>>>

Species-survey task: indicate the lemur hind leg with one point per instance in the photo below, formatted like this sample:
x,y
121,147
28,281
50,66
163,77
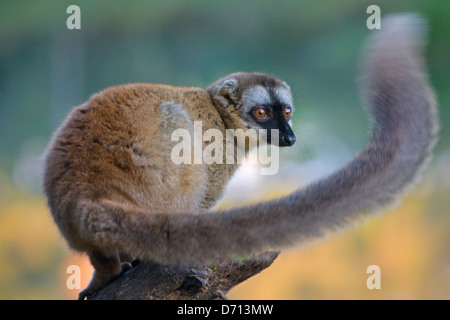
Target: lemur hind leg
x,y
106,270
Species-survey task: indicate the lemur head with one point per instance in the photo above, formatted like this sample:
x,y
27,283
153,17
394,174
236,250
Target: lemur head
x,y
255,101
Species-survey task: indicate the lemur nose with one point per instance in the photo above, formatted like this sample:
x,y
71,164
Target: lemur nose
x,y
289,140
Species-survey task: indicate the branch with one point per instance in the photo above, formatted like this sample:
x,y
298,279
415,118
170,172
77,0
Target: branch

<<<

• **PROBLEM DESCRIPTION**:
With the images excluded, reproduce the data above precisely as written.

• **RESULT**:
Species-survey task: indicate the lemur hind leg with one point per instance in the photo below, formatted like this sample:
x,y
121,147
28,281
50,66
163,77
Target: lemur hind leg
x,y
106,270
Species-survey task: indicate the lemur head with one point per instance in the photo above, formatted like this sample:
x,y
27,283
153,17
394,174
236,250
Target: lemur head
x,y
255,101
Species-survey task: indicate the lemur nose with one point per instance in the photo above, formatted like this sample:
x,y
71,164
Target: lemur nose
x,y
289,140
Species-survey task: indicate the branch with one point per instance in the photo above, formatted like this sample:
x,y
298,279
415,118
170,172
77,0
Target: branch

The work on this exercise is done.